_Problem to solve:_ Give the listing below again in full, exactly as written.

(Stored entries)
____
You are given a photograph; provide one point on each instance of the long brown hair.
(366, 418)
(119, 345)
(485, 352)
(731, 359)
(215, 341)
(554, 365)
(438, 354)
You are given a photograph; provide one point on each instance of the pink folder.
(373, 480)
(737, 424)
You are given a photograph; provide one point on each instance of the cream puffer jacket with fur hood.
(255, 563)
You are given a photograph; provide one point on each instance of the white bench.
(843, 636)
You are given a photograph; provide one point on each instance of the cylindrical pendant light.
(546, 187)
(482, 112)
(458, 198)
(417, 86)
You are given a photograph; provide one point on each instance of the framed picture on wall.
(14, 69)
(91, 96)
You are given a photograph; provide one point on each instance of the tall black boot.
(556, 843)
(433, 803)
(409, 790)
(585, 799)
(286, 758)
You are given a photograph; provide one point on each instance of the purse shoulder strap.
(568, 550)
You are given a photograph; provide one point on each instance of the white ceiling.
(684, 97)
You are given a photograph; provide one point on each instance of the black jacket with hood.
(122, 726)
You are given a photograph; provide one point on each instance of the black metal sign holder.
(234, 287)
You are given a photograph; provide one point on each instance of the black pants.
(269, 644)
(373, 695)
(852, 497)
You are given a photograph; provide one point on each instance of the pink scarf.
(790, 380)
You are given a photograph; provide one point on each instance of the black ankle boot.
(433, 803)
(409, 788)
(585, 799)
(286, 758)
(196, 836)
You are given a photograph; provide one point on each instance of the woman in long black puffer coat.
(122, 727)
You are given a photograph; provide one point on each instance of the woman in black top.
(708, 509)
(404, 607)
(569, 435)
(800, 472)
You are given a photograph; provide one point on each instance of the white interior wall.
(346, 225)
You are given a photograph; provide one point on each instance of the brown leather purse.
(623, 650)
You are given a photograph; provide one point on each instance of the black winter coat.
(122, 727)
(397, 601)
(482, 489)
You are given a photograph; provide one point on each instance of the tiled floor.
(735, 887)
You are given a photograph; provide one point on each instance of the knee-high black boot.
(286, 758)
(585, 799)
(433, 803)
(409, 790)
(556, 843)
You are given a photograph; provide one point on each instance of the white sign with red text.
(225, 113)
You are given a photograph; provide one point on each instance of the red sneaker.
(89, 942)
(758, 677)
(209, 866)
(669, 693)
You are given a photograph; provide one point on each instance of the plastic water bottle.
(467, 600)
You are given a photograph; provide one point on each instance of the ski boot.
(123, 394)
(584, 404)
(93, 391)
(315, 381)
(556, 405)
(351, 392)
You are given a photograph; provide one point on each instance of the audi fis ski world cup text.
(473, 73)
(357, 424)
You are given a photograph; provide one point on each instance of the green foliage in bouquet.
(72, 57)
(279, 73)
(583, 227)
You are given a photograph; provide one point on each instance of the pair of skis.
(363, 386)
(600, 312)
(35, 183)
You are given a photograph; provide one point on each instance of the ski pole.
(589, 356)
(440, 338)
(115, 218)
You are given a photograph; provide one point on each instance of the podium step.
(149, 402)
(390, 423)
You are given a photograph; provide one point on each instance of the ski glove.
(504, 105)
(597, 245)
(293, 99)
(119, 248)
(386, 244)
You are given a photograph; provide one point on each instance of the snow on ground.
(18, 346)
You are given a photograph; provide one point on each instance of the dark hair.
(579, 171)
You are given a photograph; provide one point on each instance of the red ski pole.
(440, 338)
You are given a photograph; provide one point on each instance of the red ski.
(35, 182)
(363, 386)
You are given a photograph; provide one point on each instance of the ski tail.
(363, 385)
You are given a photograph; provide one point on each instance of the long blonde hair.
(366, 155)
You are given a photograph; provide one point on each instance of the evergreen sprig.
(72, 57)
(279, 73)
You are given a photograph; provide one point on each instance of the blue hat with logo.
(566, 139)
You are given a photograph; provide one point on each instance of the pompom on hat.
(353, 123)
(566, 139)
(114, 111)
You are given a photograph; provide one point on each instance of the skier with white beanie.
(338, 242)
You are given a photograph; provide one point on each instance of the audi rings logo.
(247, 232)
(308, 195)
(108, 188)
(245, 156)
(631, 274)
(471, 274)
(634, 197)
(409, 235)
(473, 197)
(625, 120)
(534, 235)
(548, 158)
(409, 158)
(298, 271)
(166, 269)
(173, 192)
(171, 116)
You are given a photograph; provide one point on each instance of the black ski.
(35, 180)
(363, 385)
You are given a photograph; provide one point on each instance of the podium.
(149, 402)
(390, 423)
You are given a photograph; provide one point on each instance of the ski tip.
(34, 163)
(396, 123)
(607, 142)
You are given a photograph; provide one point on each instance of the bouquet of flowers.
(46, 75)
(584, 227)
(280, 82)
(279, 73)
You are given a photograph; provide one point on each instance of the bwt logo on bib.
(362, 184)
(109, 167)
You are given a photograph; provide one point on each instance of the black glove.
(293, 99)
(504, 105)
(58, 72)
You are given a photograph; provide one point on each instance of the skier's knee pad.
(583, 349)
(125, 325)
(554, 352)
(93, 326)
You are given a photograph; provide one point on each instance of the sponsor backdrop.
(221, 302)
____
_Full response:_
You are given a photograph; provide one point on each instance of the long brown hair.
(366, 418)
(119, 345)
(485, 352)
(731, 359)
(215, 341)
(554, 365)
(438, 354)
You are given a photograph; provide one point on each instance of the pink folder.
(373, 480)
(737, 424)
You are given a photograph; provide one point on each instance of the cream puffer jacket with fur hood.
(255, 563)
You are given a photograph; provide one point on each instance of the white bench.
(843, 636)
You are given a photograph; provide one point on each instance of the cylindrical pendant light.
(546, 187)
(482, 112)
(458, 198)
(417, 86)
You are given a photograph; provide one point on each instance of the framed picture on wall.
(14, 69)
(91, 96)
You are given a photograph; provide one point on each instance of the tall black boot.
(556, 843)
(433, 803)
(409, 790)
(585, 799)
(286, 758)
You are given a photograph; provide one point on each instance of the purse shoulder strap.
(568, 550)
You are given a photograph; provide one point on each instance of the white ceiling.
(684, 97)
You are given a photograph; provide one point on each instance of the black jacket with hood.
(122, 726)
You are given a photograph; provide one point on each instance of the black metal sign holder.
(234, 287)
You are given a photograph; provide one point on each instance of the black pants.
(269, 644)
(373, 695)
(852, 497)
You are given a photograph; provide one point on each instance of the pink scarf.
(790, 380)
You are given a photograph; provide one point on each instance of the black ankle boot.
(433, 803)
(409, 788)
(585, 799)
(286, 758)
(196, 836)
You are given a photograph; provide one point on each instance of the woman in long black puffer coat.
(122, 727)
You are given a photograph; provide one point on each instance of the woman in black top.
(708, 509)
(404, 607)
(569, 435)
(800, 472)
You are given a photograph; provide one point on each instance of the white interior wall.
(346, 225)
You are given a photograph; provide one point on each instance of the brown leather purse.
(623, 650)
You are given a photograph; provide one point on each instance of the black winter coat.
(122, 727)
(397, 601)
(482, 489)
You are given a photograph; provide one point on each instance of the tiled floor.
(735, 887)
You are given a photograph; provide one point on each instance of the knee-high black boot.
(286, 758)
(585, 799)
(433, 803)
(409, 790)
(556, 843)
You are given a photograph; provide one point on each instance of the white sign with red text.
(225, 113)
You are given a photograph; provide one point on each instance of the red sneaker.
(89, 942)
(758, 677)
(209, 866)
(669, 693)
You are given a photograph; provide one point on each instance of the plastic water bottle.
(467, 600)
You are given a photograph; provide one point on each instance of the ski boot.
(123, 394)
(584, 404)
(93, 391)
(315, 381)
(556, 405)
(351, 392)
You are given a photograph; provide one point on each instance of the audi fis ski world cup text.
(473, 73)
(357, 424)
You are given a photograph; provide one point on each instance of the green foliage in bouquet.
(72, 57)
(279, 73)
(583, 227)
You are given a photograph; provide one point on each instance of the pair of skis.
(363, 386)
(600, 312)
(35, 183)
You are given a photograph; provide one point on each instance of the ski pole.
(589, 356)
(440, 338)
(115, 218)
You are given a photograph; provide one point on each instance of the podium step.
(149, 402)
(390, 423)
You are given a photograph; provide one point on each instance of the ski glove.
(504, 105)
(597, 245)
(293, 99)
(119, 248)
(386, 244)
You are given a photograph; provide one point on each instance of the snow on ground.
(18, 346)
You are given a photograph; provide one point on each instance of the dark hair.
(579, 171)
You are given a photograph; provide one point on each instance of the red ski pole.
(440, 338)
You are given a photograph; provide one point on each instance of the red ski.
(35, 182)
(363, 386)
You are given a photograph; provide one point on each instance of the ski tail.
(363, 385)
You are given a photograph; provide one point on each instance of the long blonde hair.
(366, 155)
You are given a photograph; provide one point on each instance of the evergreen sprig.
(72, 57)
(279, 73)
You are given a photograph; provide one point on each instance of the blue hat with logo.
(566, 139)
You are given a photograph; provide one point on each instance of the pompom on hat.
(353, 123)
(566, 139)
(114, 111)
You are given a photograph; provide one point on each instance of the skier with white beanie.
(338, 242)
You are given a photograph; provide one point on each instance of the audi rings logo.
(247, 232)
(308, 195)
(108, 188)
(245, 156)
(631, 274)
(471, 274)
(634, 197)
(409, 235)
(473, 197)
(625, 120)
(534, 235)
(548, 158)
(409, 158)
(298, 271)
(166, 269)
(173, 192)
(171, 116)
You are given a photograph; provide one point on each instance of the black ski.
(35, 180)
(363, 385)
You are given a photograph; provide one point on each instance of the podium.
(149, 402)
(390, 423)
You are given a photograph; provide one point on each instance of the ski tip.
(34, 163)
(396, 123)
(607, 142)
You are given a photograph; provide one point on each instance of the bouquet of flowers.
(46, 75)
(584, 227)
(280, 82)
(279, 73)
You are given a photograph; provide one point on each instance of the bwt logo on bib.
(362, 184)
(109, 167)
You are given a photograph; provide one point on each instance of the black glove.
(293, 99)
(504, 105)
(58, 72)
You are given a photograph; provide one point on each instance of the skier's knee pad.
(583, 349)
(125, 325)
(554, 352)
(93, 326)
You are given a photograph; provide one point on each instance of the sponsor backdrop.
(221, 302)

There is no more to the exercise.